**DOCUMENT TEXT:**
= = = =

May I introduce you to the simple life of just using whatever text editor and terminal that comes presintalled on your favoraite distro? It’s ridiculous how far this can get you, I’ve been enjoying gnome text ediotor with gnome terminal.
ed is a truly wonderful editor indeed!
The greatest WYGIWYG editor, with an extremely consistent error interface.
Works great on 300 baud; not many editors can boast that. Also, if your programs are all under 2000 lines long.
some distros ship kate, and that’s a super good pick for code editing
Fake news. Emacs is the only text editor non-heathens and heathens should be using.
I did this for the past 3 years. At some point I just got curious what all the hype is about, so I installed emacs and slowly started to use it. Now I am at a point, where Im getting comfortable around emacs and actually start to enjoy its features.
Befor I usually used nano, since I mostly edited my text files from within my terminal.
You really should use vim though.
No (I already somewhat learned Emacs, I ain’t gonna learn something new)
That’s how the meme goes though. Anytime someone suggests, says something positive about one of vim or emacs, the response should be that they should use the other. 😄
It’s an almost 40-year-old flame war.
That wikipedia article is pure comedy gold
Glad to lighten up the day!
The vim key bindings are a lot better.
Yeah, I daily drive spacemacs. 🙂
I found Doom to be a good middle-ground between raw Emacs+Evil and a complete overhaul of Spacemacs.
I’ve thought about Doom, but I haven’t gotten around to trying it out. Finding the time to sit down and learn it hasn’t been a high priority.

= = = =

**MATERIAL SUPPLIED:**
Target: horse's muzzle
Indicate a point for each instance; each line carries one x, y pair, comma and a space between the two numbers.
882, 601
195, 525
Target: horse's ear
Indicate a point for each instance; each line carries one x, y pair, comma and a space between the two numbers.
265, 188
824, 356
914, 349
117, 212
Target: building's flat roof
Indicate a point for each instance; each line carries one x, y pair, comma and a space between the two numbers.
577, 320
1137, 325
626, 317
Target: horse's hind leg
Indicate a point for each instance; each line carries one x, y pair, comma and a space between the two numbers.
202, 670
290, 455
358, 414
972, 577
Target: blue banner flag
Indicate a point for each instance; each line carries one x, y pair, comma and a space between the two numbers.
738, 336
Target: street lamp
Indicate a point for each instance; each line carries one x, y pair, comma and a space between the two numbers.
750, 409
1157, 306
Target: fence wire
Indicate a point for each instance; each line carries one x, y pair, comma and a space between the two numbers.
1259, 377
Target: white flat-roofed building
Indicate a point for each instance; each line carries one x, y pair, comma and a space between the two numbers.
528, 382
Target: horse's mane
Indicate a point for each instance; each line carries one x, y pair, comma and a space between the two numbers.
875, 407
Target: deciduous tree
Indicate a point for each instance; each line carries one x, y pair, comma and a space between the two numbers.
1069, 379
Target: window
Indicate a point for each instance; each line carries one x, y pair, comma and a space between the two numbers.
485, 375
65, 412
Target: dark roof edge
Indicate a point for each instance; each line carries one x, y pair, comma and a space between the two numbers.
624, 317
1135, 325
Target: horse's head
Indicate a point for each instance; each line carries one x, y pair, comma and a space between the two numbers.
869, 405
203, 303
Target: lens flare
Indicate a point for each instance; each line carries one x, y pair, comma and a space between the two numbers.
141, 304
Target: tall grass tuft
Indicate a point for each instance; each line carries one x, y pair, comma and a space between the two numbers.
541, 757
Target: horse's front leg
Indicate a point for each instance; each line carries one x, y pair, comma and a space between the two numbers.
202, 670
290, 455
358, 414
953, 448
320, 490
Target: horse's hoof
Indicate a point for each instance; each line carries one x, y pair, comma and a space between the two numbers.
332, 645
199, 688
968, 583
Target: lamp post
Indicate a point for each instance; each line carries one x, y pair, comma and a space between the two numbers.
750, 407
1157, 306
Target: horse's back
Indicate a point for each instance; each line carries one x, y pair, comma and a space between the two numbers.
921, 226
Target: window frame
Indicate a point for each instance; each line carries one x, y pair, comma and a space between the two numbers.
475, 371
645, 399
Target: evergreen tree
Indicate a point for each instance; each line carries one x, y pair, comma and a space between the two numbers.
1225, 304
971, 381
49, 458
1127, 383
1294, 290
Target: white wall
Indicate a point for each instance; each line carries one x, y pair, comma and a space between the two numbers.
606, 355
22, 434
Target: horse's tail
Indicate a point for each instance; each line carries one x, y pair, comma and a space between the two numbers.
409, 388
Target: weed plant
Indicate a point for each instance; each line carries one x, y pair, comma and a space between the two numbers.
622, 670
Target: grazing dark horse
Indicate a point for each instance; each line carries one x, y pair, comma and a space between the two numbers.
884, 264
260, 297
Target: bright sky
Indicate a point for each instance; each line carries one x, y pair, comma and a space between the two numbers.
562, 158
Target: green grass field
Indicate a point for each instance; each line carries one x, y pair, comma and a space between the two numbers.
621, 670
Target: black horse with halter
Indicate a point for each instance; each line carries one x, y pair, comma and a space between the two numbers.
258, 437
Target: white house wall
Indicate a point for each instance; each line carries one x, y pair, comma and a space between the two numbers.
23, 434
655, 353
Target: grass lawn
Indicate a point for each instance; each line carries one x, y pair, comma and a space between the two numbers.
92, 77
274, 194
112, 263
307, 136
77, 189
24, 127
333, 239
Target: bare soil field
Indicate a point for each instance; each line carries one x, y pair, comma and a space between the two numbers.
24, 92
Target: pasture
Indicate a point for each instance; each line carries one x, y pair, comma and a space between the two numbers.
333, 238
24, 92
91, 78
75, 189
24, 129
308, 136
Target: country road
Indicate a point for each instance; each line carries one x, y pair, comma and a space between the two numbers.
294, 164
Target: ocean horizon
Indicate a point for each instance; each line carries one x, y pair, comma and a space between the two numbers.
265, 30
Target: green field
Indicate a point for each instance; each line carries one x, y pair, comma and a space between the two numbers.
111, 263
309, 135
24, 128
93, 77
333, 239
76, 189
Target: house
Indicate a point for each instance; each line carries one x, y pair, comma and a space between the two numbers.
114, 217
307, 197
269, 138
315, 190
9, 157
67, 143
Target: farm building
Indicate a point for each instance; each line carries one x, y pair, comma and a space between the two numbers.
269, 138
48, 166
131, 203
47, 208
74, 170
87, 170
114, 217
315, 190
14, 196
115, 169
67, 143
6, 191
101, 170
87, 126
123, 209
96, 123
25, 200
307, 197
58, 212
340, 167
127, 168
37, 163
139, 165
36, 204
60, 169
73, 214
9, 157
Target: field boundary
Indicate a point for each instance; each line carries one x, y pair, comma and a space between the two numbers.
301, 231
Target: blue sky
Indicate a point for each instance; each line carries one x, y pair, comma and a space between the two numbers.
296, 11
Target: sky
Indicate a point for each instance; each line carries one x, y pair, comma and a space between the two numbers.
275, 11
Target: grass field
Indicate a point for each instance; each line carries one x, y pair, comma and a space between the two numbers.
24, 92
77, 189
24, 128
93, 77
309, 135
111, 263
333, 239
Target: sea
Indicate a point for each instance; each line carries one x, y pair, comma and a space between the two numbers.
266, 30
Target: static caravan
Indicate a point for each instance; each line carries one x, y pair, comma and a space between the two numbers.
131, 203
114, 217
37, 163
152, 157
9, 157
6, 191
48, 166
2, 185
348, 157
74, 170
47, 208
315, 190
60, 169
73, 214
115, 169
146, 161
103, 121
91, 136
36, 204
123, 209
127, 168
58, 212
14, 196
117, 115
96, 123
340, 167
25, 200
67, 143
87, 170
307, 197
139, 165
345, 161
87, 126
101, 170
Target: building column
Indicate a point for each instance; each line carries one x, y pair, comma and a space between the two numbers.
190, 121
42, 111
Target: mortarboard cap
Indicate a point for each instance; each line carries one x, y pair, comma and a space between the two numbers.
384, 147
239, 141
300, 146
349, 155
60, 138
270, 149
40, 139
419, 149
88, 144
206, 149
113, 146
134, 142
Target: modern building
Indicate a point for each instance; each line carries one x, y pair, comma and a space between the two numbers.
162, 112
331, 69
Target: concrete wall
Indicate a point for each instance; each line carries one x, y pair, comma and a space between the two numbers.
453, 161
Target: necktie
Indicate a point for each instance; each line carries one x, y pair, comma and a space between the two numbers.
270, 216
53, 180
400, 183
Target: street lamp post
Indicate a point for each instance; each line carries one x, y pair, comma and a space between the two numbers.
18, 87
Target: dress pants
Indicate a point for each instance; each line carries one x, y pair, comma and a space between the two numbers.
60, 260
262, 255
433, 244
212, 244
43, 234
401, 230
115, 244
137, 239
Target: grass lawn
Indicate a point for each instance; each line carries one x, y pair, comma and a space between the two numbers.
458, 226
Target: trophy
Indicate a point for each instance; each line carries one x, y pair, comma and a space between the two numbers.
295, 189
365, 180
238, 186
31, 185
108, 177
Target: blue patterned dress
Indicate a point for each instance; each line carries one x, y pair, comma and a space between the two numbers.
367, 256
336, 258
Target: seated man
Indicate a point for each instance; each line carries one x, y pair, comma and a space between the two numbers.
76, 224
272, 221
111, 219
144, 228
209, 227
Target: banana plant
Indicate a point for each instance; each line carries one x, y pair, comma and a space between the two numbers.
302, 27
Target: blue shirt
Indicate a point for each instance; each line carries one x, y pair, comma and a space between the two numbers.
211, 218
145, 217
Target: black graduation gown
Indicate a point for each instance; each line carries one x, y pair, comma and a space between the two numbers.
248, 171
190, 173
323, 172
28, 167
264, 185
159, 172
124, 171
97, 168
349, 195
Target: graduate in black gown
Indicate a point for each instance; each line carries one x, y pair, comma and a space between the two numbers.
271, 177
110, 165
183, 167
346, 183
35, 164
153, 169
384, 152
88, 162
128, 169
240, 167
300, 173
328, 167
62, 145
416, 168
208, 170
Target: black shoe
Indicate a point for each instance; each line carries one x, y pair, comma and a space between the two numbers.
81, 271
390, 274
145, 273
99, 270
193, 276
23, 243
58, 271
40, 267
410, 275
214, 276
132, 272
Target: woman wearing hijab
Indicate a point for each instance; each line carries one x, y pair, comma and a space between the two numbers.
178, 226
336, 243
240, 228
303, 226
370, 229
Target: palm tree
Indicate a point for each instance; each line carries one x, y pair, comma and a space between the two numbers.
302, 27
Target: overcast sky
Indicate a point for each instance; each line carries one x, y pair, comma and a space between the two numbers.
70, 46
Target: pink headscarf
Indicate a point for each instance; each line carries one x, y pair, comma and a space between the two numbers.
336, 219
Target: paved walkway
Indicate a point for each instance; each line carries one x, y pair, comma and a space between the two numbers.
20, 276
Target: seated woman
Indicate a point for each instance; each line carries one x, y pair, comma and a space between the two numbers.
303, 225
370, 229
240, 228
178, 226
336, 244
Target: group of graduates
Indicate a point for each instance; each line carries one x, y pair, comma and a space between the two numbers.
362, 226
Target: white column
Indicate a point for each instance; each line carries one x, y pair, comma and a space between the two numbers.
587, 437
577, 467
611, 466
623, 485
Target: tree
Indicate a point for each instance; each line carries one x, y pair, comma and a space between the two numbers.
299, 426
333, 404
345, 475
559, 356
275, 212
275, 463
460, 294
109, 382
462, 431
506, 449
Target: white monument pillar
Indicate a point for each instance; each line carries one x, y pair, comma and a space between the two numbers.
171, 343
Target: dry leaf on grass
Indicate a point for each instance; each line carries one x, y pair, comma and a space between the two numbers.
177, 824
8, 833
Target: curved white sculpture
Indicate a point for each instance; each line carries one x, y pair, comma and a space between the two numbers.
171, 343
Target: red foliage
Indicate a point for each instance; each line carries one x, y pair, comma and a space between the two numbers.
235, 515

= = = =

**OBJECTIVE 1:** Render the sentence "The vim key bindings are a lot better." from the text editor discussion into Spanish.
**OBJECTIVE 2:** Reproduce, character for character, the part of the text editor discussion that opens with the words containing "No (I already" and closes with "overhaul of Spacemacs.".
**OBJECTIVE 3:** List every number written in digits in the text editor discussion.
Rely solely on the text editor discussion when completing these tasks.

**EXERCISE RESPONSE 1:** Los atajos de teclado de vim son mucho mejores.

**EXERCISE RESPONSE 2:**
No (I already somewhat learned Emacs, I ain’t gonna learn something new)
That’s how the meme goes though. Anytime someone suggests, says something positive about one of vim or emacs, the response should be that they should use the other. 😄
It’s an almost 40-year-old flame war.
That wikipedia article is pure comedy gold
Glad to lighten up the day!
The vim key bindings are a lot better.
Yeah, I daily drive spacemacs. 🙂
I found Doom to be a good middle-ground between raw Emacs+Evil and a complete overhaul of Spacemacs.

**EXERCISE RESPONSE 3:**
300
2000
3
40